%%

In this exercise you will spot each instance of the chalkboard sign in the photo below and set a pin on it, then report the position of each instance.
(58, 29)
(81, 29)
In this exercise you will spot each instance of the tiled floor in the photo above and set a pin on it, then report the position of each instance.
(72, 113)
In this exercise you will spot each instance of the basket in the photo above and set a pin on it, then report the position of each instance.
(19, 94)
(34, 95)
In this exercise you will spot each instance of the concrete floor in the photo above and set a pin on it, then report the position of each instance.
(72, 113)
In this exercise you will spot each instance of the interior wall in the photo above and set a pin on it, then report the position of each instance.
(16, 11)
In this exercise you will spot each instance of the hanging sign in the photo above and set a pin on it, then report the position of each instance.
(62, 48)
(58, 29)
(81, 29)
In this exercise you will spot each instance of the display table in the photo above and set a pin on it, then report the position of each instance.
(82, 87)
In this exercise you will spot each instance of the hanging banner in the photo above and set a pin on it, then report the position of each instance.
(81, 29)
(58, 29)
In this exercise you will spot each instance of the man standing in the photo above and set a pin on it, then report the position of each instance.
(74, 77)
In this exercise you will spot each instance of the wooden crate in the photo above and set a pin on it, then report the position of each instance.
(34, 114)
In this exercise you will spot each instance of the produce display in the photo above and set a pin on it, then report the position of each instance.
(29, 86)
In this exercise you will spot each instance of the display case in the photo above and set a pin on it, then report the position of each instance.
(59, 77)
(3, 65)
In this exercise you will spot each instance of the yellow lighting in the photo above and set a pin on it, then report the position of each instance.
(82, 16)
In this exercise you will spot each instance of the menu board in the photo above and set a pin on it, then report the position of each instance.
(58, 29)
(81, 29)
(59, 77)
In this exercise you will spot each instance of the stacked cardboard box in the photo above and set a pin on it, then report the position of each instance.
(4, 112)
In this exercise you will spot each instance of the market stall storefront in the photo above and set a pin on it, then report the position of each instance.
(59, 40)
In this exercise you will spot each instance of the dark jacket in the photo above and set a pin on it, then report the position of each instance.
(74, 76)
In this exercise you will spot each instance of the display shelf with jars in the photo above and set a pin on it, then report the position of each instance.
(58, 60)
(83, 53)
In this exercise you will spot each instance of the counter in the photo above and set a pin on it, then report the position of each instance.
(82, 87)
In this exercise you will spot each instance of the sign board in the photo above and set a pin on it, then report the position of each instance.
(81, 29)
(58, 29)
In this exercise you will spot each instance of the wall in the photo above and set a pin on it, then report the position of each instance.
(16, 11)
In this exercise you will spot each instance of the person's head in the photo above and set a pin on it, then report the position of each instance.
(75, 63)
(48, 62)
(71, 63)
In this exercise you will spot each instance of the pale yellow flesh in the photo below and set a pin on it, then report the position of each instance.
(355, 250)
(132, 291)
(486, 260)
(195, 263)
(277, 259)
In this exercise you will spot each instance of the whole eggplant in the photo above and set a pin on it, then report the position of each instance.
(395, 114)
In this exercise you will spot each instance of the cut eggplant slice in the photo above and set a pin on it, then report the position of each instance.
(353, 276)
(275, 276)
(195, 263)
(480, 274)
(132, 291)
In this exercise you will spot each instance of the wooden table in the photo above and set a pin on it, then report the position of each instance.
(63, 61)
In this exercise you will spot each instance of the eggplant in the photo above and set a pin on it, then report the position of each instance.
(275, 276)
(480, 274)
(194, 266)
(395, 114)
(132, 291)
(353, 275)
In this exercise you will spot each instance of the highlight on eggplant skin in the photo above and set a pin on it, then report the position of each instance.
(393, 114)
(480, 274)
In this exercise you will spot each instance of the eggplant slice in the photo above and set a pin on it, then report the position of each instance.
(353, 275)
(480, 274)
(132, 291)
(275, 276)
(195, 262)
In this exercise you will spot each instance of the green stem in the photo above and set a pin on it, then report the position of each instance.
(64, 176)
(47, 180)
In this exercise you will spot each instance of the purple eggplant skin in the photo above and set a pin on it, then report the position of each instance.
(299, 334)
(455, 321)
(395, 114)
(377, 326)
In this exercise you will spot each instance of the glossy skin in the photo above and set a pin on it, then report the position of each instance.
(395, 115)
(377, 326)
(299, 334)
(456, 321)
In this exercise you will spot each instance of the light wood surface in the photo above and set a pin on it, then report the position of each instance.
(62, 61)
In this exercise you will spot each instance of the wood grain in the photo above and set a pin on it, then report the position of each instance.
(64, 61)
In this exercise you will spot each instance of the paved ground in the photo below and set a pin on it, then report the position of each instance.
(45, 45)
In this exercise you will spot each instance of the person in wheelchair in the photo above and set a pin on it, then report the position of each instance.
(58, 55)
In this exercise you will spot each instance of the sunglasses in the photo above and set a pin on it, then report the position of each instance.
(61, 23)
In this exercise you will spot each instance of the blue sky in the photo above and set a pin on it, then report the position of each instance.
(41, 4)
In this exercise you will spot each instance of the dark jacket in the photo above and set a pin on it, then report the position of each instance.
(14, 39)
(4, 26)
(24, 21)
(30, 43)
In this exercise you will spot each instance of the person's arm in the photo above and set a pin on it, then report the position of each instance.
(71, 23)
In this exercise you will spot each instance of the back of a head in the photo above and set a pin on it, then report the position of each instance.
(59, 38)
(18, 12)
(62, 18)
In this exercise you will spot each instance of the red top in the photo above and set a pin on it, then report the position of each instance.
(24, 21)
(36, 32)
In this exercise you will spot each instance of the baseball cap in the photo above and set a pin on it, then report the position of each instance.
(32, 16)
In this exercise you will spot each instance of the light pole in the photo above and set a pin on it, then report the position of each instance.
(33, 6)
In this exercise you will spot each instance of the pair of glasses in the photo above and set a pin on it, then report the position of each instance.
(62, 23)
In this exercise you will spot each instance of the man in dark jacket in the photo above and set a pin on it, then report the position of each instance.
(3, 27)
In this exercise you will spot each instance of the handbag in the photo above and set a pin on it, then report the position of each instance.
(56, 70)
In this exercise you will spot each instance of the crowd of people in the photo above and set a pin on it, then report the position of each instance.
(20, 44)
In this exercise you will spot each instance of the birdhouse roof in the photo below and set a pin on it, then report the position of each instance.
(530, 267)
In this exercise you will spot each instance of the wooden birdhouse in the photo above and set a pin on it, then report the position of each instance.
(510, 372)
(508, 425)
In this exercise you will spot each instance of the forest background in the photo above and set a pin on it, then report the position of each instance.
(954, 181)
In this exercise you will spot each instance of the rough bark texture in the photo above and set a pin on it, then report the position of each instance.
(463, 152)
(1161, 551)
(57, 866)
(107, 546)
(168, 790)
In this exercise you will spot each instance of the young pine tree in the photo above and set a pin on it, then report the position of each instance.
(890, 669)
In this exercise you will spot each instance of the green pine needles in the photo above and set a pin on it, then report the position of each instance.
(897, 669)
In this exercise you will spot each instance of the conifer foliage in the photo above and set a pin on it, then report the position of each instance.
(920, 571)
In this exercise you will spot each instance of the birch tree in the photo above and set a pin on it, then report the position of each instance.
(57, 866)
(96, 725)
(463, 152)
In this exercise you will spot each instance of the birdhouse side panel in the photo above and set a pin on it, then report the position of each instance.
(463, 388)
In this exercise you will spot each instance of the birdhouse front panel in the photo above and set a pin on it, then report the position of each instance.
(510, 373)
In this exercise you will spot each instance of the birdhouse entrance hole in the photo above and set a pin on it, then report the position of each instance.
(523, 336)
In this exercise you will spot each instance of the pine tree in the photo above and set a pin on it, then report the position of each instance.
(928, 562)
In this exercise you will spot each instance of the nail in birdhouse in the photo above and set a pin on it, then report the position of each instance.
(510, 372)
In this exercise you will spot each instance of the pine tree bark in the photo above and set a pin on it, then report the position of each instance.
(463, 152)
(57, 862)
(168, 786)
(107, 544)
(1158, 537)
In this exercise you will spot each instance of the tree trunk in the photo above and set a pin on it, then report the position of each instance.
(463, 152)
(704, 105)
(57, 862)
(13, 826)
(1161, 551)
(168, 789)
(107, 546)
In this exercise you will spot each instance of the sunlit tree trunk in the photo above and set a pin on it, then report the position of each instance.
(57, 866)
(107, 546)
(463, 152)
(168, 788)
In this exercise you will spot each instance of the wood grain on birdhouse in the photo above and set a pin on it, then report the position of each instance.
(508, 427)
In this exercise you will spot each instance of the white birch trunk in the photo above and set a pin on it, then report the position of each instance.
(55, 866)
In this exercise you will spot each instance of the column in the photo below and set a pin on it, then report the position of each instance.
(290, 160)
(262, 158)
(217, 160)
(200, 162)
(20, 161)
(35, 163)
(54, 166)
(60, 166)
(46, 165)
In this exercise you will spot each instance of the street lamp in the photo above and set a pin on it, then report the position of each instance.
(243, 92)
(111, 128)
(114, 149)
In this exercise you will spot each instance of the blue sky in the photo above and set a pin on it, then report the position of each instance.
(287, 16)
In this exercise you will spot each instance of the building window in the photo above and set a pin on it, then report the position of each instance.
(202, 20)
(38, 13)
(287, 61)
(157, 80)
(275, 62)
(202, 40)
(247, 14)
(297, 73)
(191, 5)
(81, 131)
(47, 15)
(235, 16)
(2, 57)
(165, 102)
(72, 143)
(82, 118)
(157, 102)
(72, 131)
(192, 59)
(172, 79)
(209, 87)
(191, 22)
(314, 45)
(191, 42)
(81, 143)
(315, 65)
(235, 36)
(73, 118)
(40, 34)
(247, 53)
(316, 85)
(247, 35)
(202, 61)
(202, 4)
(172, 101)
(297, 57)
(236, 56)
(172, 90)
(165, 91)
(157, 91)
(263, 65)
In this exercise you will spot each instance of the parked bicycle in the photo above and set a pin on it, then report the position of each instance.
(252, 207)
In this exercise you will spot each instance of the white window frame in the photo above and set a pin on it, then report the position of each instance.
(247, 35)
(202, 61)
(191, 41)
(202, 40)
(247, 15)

%%

TASK PROMPT. Only the lines from the one containing "the white window" through the last line of the entries above should be copied, exactly as written.

OUTPUT OF THE TASK.
In this exercise you will spot each instance of the white window frame in the photo above and set a pin on it, then report the position of each instance.
(247, 35)
(202, 61)
(191, 41)
(202, 40)
(247, 15)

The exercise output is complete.